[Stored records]
----

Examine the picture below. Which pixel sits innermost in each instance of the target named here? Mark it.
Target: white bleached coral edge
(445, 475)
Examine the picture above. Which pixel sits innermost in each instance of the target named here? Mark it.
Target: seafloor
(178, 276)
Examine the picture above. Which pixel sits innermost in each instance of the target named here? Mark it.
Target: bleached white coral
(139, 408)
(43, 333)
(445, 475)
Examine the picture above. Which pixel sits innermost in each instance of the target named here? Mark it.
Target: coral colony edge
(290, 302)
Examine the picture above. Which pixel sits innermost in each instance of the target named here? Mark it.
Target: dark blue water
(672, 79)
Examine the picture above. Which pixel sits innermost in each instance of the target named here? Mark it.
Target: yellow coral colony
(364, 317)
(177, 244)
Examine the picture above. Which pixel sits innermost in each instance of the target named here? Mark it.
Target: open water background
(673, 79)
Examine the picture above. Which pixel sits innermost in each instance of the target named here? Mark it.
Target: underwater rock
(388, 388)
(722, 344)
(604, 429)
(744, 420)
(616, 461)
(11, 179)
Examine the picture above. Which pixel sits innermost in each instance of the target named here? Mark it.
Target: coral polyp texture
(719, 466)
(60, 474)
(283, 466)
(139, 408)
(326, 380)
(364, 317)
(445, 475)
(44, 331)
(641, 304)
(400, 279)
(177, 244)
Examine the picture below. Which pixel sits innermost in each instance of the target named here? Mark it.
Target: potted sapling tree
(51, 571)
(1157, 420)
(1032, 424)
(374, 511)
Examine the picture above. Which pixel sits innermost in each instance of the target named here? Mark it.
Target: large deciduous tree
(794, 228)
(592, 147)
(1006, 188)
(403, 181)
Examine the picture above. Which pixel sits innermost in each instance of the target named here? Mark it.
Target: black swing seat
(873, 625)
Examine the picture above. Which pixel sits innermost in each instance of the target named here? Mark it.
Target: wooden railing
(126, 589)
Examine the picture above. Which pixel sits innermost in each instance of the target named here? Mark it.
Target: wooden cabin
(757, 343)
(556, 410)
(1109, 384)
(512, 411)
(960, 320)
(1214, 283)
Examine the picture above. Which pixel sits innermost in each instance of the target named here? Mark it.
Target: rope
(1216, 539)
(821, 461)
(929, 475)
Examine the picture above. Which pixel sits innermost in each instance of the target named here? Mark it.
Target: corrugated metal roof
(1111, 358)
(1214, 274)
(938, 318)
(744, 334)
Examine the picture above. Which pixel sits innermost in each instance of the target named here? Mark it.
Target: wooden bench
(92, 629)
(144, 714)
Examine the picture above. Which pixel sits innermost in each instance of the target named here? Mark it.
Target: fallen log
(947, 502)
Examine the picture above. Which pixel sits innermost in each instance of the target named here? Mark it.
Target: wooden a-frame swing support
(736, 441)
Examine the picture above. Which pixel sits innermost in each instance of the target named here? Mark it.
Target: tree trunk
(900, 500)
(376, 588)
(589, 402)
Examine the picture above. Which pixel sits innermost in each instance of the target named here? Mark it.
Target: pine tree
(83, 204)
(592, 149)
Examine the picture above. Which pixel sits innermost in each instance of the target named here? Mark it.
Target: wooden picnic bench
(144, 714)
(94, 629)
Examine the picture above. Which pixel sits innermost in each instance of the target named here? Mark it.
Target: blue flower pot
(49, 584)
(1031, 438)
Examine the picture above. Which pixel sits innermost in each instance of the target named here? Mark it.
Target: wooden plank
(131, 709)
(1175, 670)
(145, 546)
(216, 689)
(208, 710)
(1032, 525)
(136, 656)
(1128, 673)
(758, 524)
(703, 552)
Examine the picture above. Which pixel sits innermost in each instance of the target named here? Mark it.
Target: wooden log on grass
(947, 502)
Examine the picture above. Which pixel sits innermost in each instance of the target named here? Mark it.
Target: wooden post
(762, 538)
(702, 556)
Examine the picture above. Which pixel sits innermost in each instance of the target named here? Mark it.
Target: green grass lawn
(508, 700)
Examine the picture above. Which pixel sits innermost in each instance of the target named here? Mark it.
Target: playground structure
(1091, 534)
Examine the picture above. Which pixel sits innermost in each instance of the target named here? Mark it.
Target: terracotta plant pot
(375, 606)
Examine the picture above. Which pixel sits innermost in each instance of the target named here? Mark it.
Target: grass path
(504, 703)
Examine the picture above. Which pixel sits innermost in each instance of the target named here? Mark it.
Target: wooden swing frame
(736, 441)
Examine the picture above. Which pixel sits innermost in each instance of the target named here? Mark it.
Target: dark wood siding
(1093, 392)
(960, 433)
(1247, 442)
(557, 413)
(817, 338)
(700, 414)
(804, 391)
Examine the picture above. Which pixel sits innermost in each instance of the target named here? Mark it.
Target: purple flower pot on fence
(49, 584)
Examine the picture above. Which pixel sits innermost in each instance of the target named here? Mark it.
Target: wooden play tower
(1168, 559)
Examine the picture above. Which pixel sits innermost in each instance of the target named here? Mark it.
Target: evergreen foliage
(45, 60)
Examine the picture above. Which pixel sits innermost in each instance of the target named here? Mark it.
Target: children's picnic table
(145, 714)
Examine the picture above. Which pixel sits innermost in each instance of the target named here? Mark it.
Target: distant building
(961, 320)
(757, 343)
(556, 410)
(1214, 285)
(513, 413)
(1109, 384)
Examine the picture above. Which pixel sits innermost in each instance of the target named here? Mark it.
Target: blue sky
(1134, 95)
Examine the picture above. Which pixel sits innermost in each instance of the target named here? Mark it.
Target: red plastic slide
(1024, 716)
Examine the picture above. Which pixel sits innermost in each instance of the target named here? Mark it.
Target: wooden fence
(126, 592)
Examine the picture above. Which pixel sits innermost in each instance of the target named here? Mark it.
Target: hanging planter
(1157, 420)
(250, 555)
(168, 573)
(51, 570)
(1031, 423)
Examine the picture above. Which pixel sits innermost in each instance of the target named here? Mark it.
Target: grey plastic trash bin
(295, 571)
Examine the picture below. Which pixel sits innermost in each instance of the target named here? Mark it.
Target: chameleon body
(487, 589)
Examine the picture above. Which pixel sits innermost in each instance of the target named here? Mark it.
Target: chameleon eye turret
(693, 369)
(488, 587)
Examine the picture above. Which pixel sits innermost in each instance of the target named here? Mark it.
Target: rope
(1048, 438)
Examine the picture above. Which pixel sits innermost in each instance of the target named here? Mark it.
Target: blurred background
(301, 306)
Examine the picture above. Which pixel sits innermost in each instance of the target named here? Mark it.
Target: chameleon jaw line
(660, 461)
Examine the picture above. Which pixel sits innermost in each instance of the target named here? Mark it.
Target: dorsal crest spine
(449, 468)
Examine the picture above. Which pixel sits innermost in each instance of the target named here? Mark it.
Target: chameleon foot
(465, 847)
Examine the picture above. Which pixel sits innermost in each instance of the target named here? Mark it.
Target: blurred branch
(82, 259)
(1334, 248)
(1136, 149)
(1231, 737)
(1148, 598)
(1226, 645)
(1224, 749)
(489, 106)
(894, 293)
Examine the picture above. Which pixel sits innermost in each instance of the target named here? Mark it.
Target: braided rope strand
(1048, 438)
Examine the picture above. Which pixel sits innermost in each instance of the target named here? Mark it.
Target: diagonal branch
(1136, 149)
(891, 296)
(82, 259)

----

_REQUIREMENTS_
Your task is to give the records above again, exactly.

_RIGHT ANSWER_
Examine the picture below. Which pixel sits innermost in each instance of the target named here? Mark it.
Target: white bleached coral edge
(445, 475)
Examine the picture above. Which pixel sits innermost in each instance of the target named here? Mark it.
Target: seafloor
(178, 276)
Examine the picture above. Which pixel sits innermost in each instance of the target named here? Mark it.
Target: bleached white coral
(139, 408)
(43, 333)
(445, 475)
Examine the picture above. Which pixel sits innermost in each instance of the target named here? Mark it.
Target: coral colony edge
(290, 302)
Examine the picture above. Which pixel sits innermost in each instance of the target named here? Mark it.
Target: dark blue water
(672, 79)
Examine the picture above. Which pixel sits innermost in each instance of the target named here? Mark it.
Target: yellow coral colony
(364, 317)
(177, 244)
Examine the picture above. Which pixel sits innermost in each instance of the target named here? Mark it.
Target: open water background
(673, 79)
Examine the picture above. Which pixel sits innermost in each instance of the target named here? Mark it.
Target: underwater rock
(388, 388)
(722, 344)
(604, 429)
(744, 420)
(616, 461)
(11, 179)
Examine the picture above. Which pixel sits innermost in each instance of the target named here? Mark it.
Target: coral polyp texture
(719, 466)
(60, 474)
(283, 466)
(139, 408)
(326, 380)
(364, 317)
(445, 475)
(44, 331)
(641, 304)
(400, 279)
(177, 244)
Examine the picture below. Which pixel sits innermost in each instance of the target named here? Mark it.
Target: potted sapling tree
(51, 571)
(1157, 420)
(1032, 424)
(374, 511)
Examine the picture above. Which pixel sits innermost in each instance of the target named here? Mark it.
Target: large deciduous tree
(794, 228)
(592, 147)
(1006, 188)
(403, 181)
Examine the picture above. Which pixel sits innermost in each instance of the target named here? Mark it.
Target: black swing seat
(873, 625)
Examine the picture above. Which pixel sits innermost in each instance of the target named here? Mark it.
Target: wooden railing
(126, 589)
Examine the picture above. Which pixel sits innermost in each instance of the target named here? Mark it.
Target: wooden cabin
(757, 343)
(556, 410)
(1109, 384)
(512, 411)
(960, 320)
(1214, 283)
Examine the picture above. Which pixel sits innermost in each instance of the target named here? Mark it.
Target: rope
(1216, 539)
(821, 461)
(929, 475)
Examine the picture above. Which pixel sits innermost in each instance of the target named here? Mark it.
Target: corrugated metal roof
(1111, 358)
(1214, 274)
(938, 318)
(744, 334)
Examine the picture above. Which pixel sits innermost in each instance of the target named here? Mark it.
Target: wooden bench
(92, 629)
(144, 714)
Examine the picture above. Which pixel sits innermost in each instance of the target named here? Mark it.
Target: fallen log
(947, 502)
Examine the picture above. Which pixel sits innermost in each instance of the target named here? Mark it.
Target: wooden a-frame swing support
(736, 441)
Examine the picture above. Which pixel sits innermost in each instance of the target named here? Mark it.
Target: tree trunk
(900, 500)
(376, 588)
(589, 402)
Examine the picture above. Which pixel sits innermost in each instance of the target named here? Mark it.
Target: pine tree
(83, 204)
(592, 149)
Examine the picture above. Which pixel sits innermost in each instance of the target named here? Mark it.
Target: wooden picnic bench
(144, 714)
(94, 629)
Examine the picture above. Which pixel sits innermost in each instance of the target named here? Mark it.
Target: blue flower pot
(49, 584)
(1031, 438)
Examine the picture above. Which pixel sits innermost in each instance of the target named here? Mark it.
Target: wooden plank
(131, 709)
(1175, 670)
(145, 546)
(216, 689)
(208, 710)
(1032, 525)
(136, 656)
(1128, 673)
(758, 524)
(703, 552)
Examine the picture above. Which pixel sits innermost in each instance of the target named here? Mark it.
Target: wooden log on grass
(947, 502)
Examine the picture above. Which pixel sits innermost in each instance of the target named here? Mark it.
Target: wooden post
(762, 538)
(702, 556)
Examine the picture above. Which pixel sits innermost in each instance of the target named here? Mark it.
Target: green grass lawn
(508, 700)
Examine the picture above. Which pixel sits innermost in each instance of the target named here? Mark it.
Target: playground structure
(1091, 534)
Examine the picture above. Which pixel sits innermost in each instance of the target named here? Mark it.
Target: terracotta plant pot
(375, 606)
Examine the picture above. Which pixel sits innermost in each instance of the target named here? Mark it.
Target: grass path
(504, 703)
Examine the picture above. Which pixel sits innermost in each instance of the target named here? Mark it.
Target: wooden swing frame
(736, 441)
Examine the picture above. Which pixel sits innermost in each instance of the target named here? Mark it.
Target: dark wood siding
(1093, 392)
(960, 433)
(1247, 442)
(557, 413)
(817, 338)
(700, 414)
(804, 391)
Examine the picture above. Which pixel sits innermost in each instance of the target named here? Mark it.
Target: purple flower pot on fence
(49, 584)
Examine the picture above. Which pixel sits innermost in each instance of the target named here? Mark it.
Target: wooden play tower
(1168, 559)
Examine the picture above. Which pixel sits innermost in each instance of the target named here? Mark it.
Target: evergreen foliage
(45, 60)
Examine the picture above. Which pixel sits innermost in each instance of the target named here? Mark it.
Target: children's picnic table
(145, 714)
Examine the picture above. Which pixel sits innermost in each instance of the target named here? Mark it.
Target: distant building
(961, 320)
(757, 343)
(556, 410)
(1214, 285)
(513, 413)
(1109, 384)
Examine the picture above. Which pixel sits innermost in each instance of the target named here? Mark it.
Target: blue sky
(1134, 95)
Examine the picture above. Which pixel sits innermost in each instance of the target named here? Mark it.
Target: red plastic slide
(1024, 716)
Examine the picture above. Which pixel sits innermost in each instance of the target named here? Mark it.
Target: wooden fence
(126, 592)
Examine the picture above. Which pixel sits innermost in each instance of the target named here? Mark it.
Target: hanging planter
(1157, 420)
(250, 555)
(168, 573)
(51, 570)
(1031, 423)
Examine the picture above. Which pixel sits innermost in each instance of the target named here? Mark it.
Target: grey plastic trash bin
(295, 571)
Examine the picture below. Which pixel sits innermost in each instance of the target named here? Mark it.
Target: chameleon body
(487, 589)
Examine the picture above. Which pixel sits innermost in each instance of the target named here? Mark it.
Target: chameleon eye turret
(693, 369)
(488, 587)
Examine the picture above. Which pixel sits innermost in each instance of the target named here? Mark it.
Target: rope
(1048, 438)
Examine the picture above. Which pixel sits innermost in each instance of the target named here? Mark it.
Target: blurred background
(301, 306)
Examine the picture above. Which pixel sits innermost in each instance of the target named here? Mark it.
Target: chameleon jaw line
(660, 461)
Examine the picture above. Which pixel sits innermost in each instance of the target named here? Mark it.
Target: dorsal crest spine
(449, 468)
Examine the picture above. Which pixel sits innermost in each instance of the target named here? Mark it.
Target: chameleon foot
(465, 847)
Examine the picture above. Which pixel sits innermost in each instance of the target named here? Mark it.
Target: blurred branch
(82, 259)
(1334, 248)
(1136, 149)
(1231, 737)
(1148, 598)
(1226, 645)
(1224, 749)
(489, 106)
(894, 293)
Examine the picture above. Which pixel sits innermost in each instance of the target named here? Mark it.
Target: braided rope strand
(1048, 438)
Examine the picture above. Which pixel sits innermost in each instance of the target named here? Mark it.
Target: diagonal branch
(1136, 149)
(891, 296)
(82, 259)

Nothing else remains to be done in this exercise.